--- Selected passage Enclosed Below ---
In 1970, the company acquired Putnam Investments, adding a mutual fund business to its portfolio. It was sold in 2007.

In 1987, Marsh & McLennan acquired the consultancy Temple, Barker & Sloane for $45 million. Founded in Lexington, Massachusetts in 1969, Temple, Barker & Sloane found quick success in the management consulting industry.

In 1989, Washington, DC–based international management consulting firm Strategic Planning Associates merged with Marsh & McLennan. Founded by former Boston Consulting Group associate Walker Lewis in 1981, Strategic Planning Associates applied concepts of computing to strategy consulting.

In 1986, two clients accounted for more than 40% of revenue. When one of these clients dropped the firm in 1987, Lewis became increasingly convinced that the firm was too small to succeed, admitting to The Washington Post that "a meaningful-sized consulting company has to be 2,000 professionals or larger... it's simple math."
--- End of Enclosed Selected passage ---
- [Task details] Pick up the passage on Marsh & McLennan's acquisitions after its last sentence and write what comes next. The lines below have no connection to the passage on Marsh & McLennan's acquisitions.
--- Information provided Enclosed Below ---
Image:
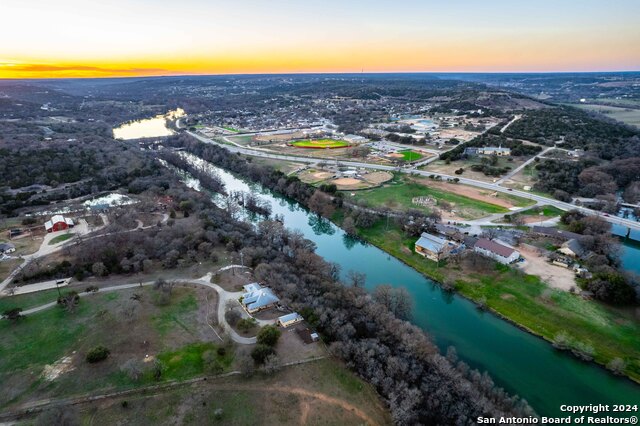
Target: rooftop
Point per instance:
(494, 247)
(431, 242)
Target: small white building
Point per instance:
(289, 319)
(257, 298)
(496, 251)
(6, 248)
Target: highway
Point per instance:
(471, 182)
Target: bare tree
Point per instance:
(356, 279)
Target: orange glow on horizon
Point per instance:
(253, 37)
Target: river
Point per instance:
(517, 361)
(148, 128)
(630, 253)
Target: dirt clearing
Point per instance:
(555, 276)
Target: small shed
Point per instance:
(289, 319)
(58, 223)
(307, 335)
(6, 248)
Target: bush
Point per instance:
(97, 354)
(268, 335)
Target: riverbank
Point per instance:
(587, 328)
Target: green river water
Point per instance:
(517, 361)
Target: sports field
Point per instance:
(409, 155)
(320, 144)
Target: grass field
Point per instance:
(60, 238)
(409, 155)
(547, 211)
(398, 194)
(527, 301)
(169, 332)
(261, 399)
(320, 143)
(29, 300)
(625, 115)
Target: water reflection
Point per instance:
(320, 225)
(148, 128)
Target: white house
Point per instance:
(289, 319)
(257, 298)
(433, 247)
(6, 248)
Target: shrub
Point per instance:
(97, 354)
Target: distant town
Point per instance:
(339, 248)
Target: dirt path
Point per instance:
(324, 398)
(555, 276)
(149, 392)
(467, 191)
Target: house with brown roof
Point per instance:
(496, 251)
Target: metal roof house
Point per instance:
(258, 298)
(496, 251)
(6, 248)
(433, 247)
(572, 248)
(289, 319)
(492, 150)
(58, 223)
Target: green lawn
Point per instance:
(399, 193)
(409, 155)
(626, 115)
(320, 143)
(29, 300)
(45, 337)
(189, 361)
(527, 301)
(61, 238)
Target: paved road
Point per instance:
(506, 126)
(81, 230)
(471, 182)
(513, 172)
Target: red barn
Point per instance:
(58, 223)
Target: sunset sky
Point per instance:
(73, 38)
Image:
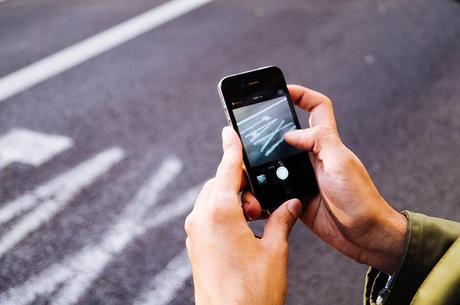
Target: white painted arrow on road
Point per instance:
(30, 147)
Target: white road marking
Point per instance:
(30, 147)
(82, 268)
(68, 181)
(281, 140)
(164, 285)
(55, 196)
(282, 99)
(72, 56)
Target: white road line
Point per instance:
(164, 285)
(283, 99)
(67, 181)
(58, 195)
(82, 268)
(30, 147)
(70, 57)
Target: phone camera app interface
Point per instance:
(262, 125)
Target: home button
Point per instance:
(282, 173)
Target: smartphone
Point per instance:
(258, 106)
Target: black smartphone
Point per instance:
(258, 106)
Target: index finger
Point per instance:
(229, 175)
(319, 105)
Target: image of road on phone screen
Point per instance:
(262, 126)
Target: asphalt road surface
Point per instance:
(100, 161)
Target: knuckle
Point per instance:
(208, 184)
(282, 221)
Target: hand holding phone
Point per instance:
(349, 214)
(258, 106)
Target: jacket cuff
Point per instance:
(429, 238)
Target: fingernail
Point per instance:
(226, 137)
(290, 133)
(295, 207)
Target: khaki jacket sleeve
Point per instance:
(430, 255)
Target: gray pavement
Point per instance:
(391, 68)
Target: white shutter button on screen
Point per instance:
(282, 172)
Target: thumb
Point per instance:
(281, 221)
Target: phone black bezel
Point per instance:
(242, 85)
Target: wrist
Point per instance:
(386, 249)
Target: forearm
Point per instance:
(386, 249)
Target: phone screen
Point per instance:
(262, 125)
(259, 108)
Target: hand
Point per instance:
(349, 214)
(230, 265)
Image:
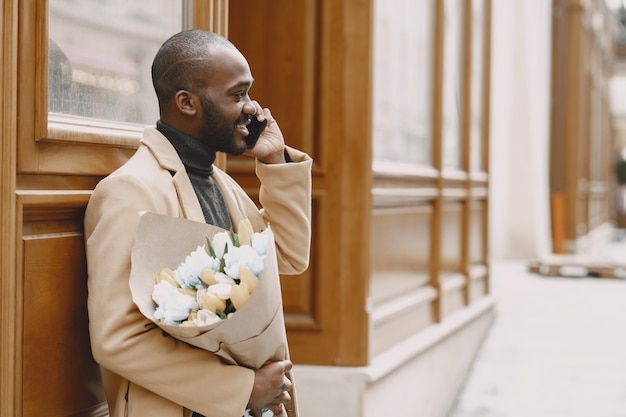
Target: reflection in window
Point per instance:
(100, 54)
(402, 81)
(451, 133)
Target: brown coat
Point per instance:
(160, 376)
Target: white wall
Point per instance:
(520, 129)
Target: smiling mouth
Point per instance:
(243, 127)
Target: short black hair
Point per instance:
(182, 61)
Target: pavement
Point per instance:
(557, 347)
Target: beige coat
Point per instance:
(160, 376)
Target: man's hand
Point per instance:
(270, 147)
(270, 388)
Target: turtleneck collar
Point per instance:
(197, 157)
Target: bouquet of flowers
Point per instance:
(214, 281)
(224, 297)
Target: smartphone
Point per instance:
(254, 131)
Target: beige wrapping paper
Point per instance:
(252, 336)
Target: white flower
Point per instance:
(242, 256)
(260, 241)
(219, 242)
(188, 274)
(221, 290)
(222, 278)
(266, 413)
(173, 306)
(206, 318)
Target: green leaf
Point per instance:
(234, 238)
(210, 247)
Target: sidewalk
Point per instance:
(557, 348)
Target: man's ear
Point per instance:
(186, 102)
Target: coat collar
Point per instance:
(168, 159)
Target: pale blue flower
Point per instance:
(266, 413)
(221, 241)
(173, 306)
(206, 318)
(188, 274)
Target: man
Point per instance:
(202, 83)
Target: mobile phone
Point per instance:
(254, 131)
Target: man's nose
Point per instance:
(248, 107)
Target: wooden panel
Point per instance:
(284, 67)
(476, 233)
(400, 239)
(60, 376)
(308, 64)
(58, 373)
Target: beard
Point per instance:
(217, 132)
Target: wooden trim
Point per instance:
(437, 114)
(486, 133)
(10, 291)
(466, 91)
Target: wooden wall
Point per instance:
(311, 68)
(582, 159)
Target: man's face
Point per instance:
(226, 107)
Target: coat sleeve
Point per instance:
(123, 340)
(285, 197)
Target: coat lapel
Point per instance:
(168, 159)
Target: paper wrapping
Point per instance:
(252, 336)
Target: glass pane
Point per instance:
(403, 36)
(100, 56)
(476, 105)
(451, 133)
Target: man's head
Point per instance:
(202, 83)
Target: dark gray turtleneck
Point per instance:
(198, 159)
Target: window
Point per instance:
(100, 55)
(403, 37)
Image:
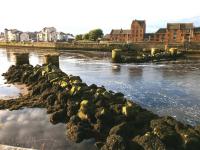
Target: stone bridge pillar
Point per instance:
(53, 59)
(21, 58)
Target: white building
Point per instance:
(24, 37)
(2, 37)
(48, 34)
(12, 35)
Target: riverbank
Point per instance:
(67, 46)
(6, 147)
(93, 112)
(102, 46)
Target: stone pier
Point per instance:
(21, 58)
(116, 55)
(53, 59)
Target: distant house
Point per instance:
(196, 34)
(2, 36)
(161, 35)
(180, 32)
(120, 35)
(135, 34)
(138, 29)
(61, 37)
(24, 37)
(70, 37)
(148, 37)
(48, 34)
(12, 35)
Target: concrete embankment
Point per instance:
(6, 147)
(90, 111)
(103, 46)
(67, 46)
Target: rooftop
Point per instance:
(120, 31)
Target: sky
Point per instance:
(80, 16)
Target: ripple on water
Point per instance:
(31, 128)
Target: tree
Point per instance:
(79, 37)
(95, 34)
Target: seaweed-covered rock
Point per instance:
(150, 141)
(59, 116)
(77, 131)
(166, 133)
(114, 142)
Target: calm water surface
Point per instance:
(168, 88)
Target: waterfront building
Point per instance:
(135, 34)
(2, 36)
(47, 34)
(138, 29)
(173, 33)
(24, 37)
(12, 35)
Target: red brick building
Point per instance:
(138, 29)
(173, 33)
(135, 34)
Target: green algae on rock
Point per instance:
(93, 112)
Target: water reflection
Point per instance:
(31, 128)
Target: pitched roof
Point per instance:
(197, 30)
(182, 26)
(147, 35)
(161, 30)
(142, 23)
(120, 31)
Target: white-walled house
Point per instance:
(64, 37)
(48, 34)
(24, 37)
(12, 35)
(2, 36)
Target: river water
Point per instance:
(167, 88)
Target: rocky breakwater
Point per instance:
(93, 112)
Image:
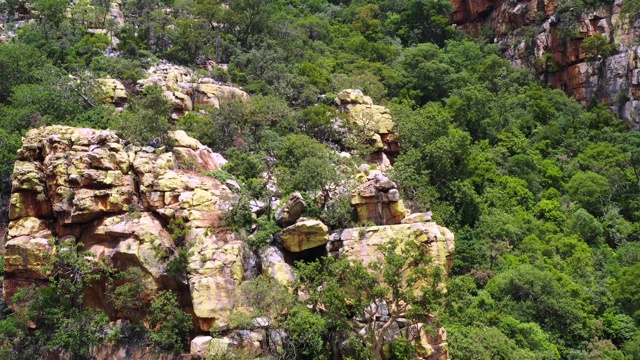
--- End of Enclosed Information provided ---
- [Response]
In 1990, Temple Barker & Sloan was merged with Strategic Planning Associates to form Mercer Management Consulting.

In 1997, the company significantly boosted its insurance brokerage business with a $1.8 billion acquisition of Johnson & Higgins, which, at the time, was one of MMC's biggest competitors in its brokerage business. The purchase occurred during a time of consolidation in the industry, and pushed Marsh & McLennan back above Aon as the world's largest insurance broker.

===2000–present===
In 2000, Marsh & McLennan’s HR consulting unit, Mercer, acquired Delta Consulting Group for its organizational development and change management expertise.

At the time of the September 11 attacks, Marsh held offices on eight floors, 93 to 100, of the North Tower of the World Trade Center. When American Airlines Flight 11 crashed into the building, its offices spanned the entire impact zone, floors 93 to 99. Everyone present in the company's offices on the day of the attack died as all stairwells and elevators passing through the impact zone were destroyed or blocked by the plane crashing into the tower where the company was; the firm lost 295 employees and 63 contractors. A memorial to those lost on 9/11 is located in the plaza adjacent to Marsh McLennan's New York Headquarters at 1166 Avenue of the Americas.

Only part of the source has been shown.